● Text block

..............................

November 1st. After morning chores, we’ll go over to Anderson Creek today to see if the chum salmon are running. These are good days to be outside. Leaves are falling, the last of the geese are heading south, and our woodshed is slowly filling. Slowly, because our division of labour has shifted slightly due to a rogue medical adventure of John’s last week so I’m the one stacking the fir chunks into rows in the woodshed, trying to keep my stacks as tidy as those behind them—the alder already cut and stacked earlier by John. It’s a kind of learned skill, how to choose pieces that will fit snugly against their neighbour, how to wedge and balance. Not unlike other things I do, not unlike the patterns I look for when I’m eyeing a stack of fabric and thinking about quilts, though I have to say that stacking firewood is a bit more physical.

..............................

● Set of tasks
**1.** In the November 1st journal entry, which wood had John already cut and stacked in the woodshed?
**2.** From the November 1st journal entry, extract the passage starting at "November 1st. After" and ending at "bit more physical.".
**3.** Continue the November 1st journal entry about stacking firewood from its last sentence.

..............................

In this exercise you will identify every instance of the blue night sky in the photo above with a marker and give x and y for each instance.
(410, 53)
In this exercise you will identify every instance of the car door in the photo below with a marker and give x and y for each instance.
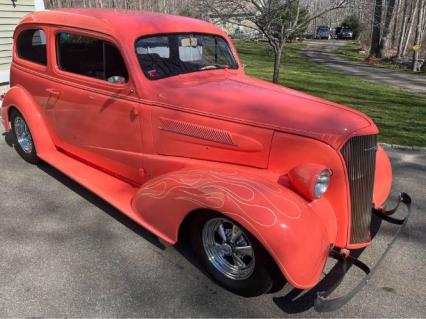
(92, 105)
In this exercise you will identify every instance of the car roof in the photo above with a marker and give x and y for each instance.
(123, 24)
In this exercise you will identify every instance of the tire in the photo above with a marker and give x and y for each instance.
(260, 275)
(22, 138)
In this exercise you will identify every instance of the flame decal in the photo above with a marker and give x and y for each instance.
(259, 202)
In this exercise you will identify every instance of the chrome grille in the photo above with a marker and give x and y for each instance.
(360, 157)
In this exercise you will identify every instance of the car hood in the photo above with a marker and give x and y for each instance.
(244, 99)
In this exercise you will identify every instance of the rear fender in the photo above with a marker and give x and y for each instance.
(283, 222)
(19, 98)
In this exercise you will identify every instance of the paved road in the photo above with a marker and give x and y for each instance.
(321, 52)
(65, 252)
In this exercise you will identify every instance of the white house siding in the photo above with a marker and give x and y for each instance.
(9, 18)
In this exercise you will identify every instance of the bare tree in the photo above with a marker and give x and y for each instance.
(421, 13)
(377, 29)
(277, 20)
(385, 37)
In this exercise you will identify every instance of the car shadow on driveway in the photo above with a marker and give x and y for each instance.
(295, 301)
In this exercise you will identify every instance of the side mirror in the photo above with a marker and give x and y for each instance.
(117, 79)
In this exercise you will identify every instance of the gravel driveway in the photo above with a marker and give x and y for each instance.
(322, 52)
(65, 252)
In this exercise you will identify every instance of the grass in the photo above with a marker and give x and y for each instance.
(400, 115)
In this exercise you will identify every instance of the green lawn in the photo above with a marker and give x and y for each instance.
(400, 115)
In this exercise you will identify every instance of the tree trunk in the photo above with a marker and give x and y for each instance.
(418, 38)
(384, 40)
(403, 30)
(277, 63)
(410, 27)
(377, 26)
(396, 23)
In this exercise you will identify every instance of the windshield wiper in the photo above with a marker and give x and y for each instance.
(215, 66)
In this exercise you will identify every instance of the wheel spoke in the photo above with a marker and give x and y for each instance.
(238, 261)
(244, 250)
(236, 232)
(221, 232)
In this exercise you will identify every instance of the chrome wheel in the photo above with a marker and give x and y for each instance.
(228, 248)
(23, 135)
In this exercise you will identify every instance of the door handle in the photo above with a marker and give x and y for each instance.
(53, 92)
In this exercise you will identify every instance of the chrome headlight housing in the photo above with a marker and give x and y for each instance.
(322, 183)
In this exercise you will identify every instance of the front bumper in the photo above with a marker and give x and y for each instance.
(325, 304)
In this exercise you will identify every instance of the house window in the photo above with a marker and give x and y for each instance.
(31, 46)
(90, 57)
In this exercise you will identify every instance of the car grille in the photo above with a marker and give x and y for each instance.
(360, 157)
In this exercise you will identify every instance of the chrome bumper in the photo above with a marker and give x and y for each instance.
(325, 304)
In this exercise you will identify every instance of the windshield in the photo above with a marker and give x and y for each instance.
(174, 54)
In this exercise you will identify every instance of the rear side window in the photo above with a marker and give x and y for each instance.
(31, 46)
(90, 57)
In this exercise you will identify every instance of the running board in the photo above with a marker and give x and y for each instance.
(111, 189)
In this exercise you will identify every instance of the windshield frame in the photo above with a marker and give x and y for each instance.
(228, 43)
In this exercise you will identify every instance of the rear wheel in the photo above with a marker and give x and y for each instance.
(232, 256)
(22, 138)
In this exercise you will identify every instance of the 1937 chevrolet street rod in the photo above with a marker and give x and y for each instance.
(155, 114)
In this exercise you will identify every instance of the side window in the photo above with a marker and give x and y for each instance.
(31, 46)
(90, 57)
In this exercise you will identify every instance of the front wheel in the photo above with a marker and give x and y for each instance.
(232, 256)
(22, 138)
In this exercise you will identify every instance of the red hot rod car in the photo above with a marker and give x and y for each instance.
(155, 114)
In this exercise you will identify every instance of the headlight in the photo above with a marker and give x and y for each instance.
(322, 183)
(310, 180)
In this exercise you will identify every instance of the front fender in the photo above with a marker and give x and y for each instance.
(19, 98)
(283, 222)
(382, 178)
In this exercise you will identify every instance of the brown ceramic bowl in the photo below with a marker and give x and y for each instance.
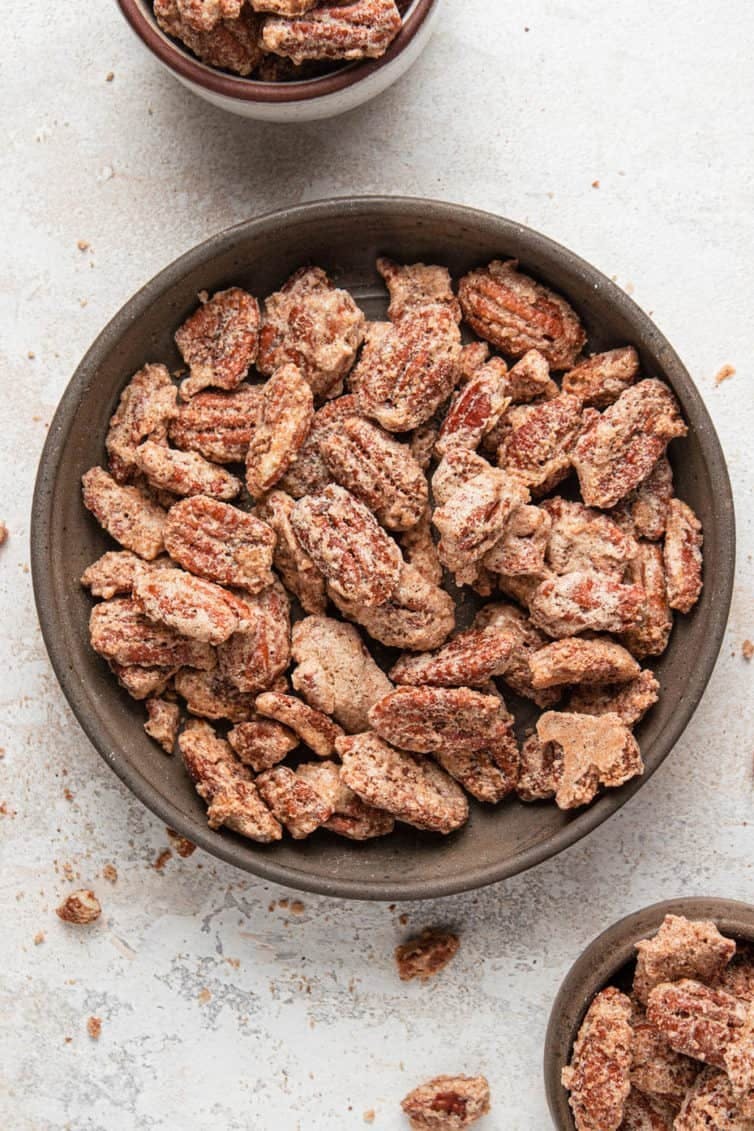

..............................

● Written responses
**1.** The alder.

**2.**
November 1st. After morning chores, we’ll go over to Anderson Creek today to see if the chum salmon are running. These are good days to be outside. Leaves are falling, the last of the geese are heading south, and our woodshed is slowly filling. Slowly, because our division of labour has shifted slightly due to a rogue medical adventure of John’s last week so I’m the one stacking the fir chunks into rows in the woodshed, trying to keep my stacks as tidy as those behind them—the alder already cut and stacked earlier by John. It’s a kind of learned skill, how to choose pieces that will fit snugly against their neighbour, how to wedge and balance. Not unlike other things I do, not unlike the patterns I look for when I’m eyeing a stack of fabric and thinking about quilts, though I have to say that stacking firewood is a bit more physical.

**3.**
I took the wax out of the final length of indigo-dyed fabric the other day. I confessed in an earlier post that I realized before even unwrapping the length after its immersion in dye baths and long period of overnight oxidization that it wouldn’t look the way I’d hoped it would. And it doesn’t. But it has moments. This one, for example:
And the eel-grass areas at the four corners of the fabric, because of the way I’d folded and wrapped and bound the sheet around a length of pvc pipe:
I’m glad to have done it, to have learned things, and to have something now to work with. And there are pieces from this last dye lot that have surprised me with their beauty. This one will be a single-cloth quilt on its own, maybe backed with deep red cotton, and quilted with red sashiko stitching:
Once the woodshed is filled and I know I can count on a winter of warm fires to work by, I’ll begin the process of turning this into a quilt. And all the other fabric I dyed? Well, it’s waiting too. Everything is gathering—the imagery, the ideas, the hours themselves, and my own need to spend time stitching and thinking, finding my way into winter.
This is gorgeous, even in its imperfections.
Oh, thank you so much. I love the process, loved the immersion in it (a kind of relief printing), and am always kind of surprised at results. Never what I imagined — if I actually imagined anything specific. But just home from the local creek where I didn’t see any fish though I surprised a bear on the other side. All part of it, somehow…
Winter is the time for crafting. I’m thinking about new knitting and quilting projects now that the garden has been put to bed.
I wish I could say my garden has been put to bed but only parts of it are ready for winter. The garlic bed, the cucumber boxes, the areas where I grow tomatoes, for instance. Have been caught up in writing and fabric work and somehow it seemed more important to follow through on those particular inspirations. But there’s time….!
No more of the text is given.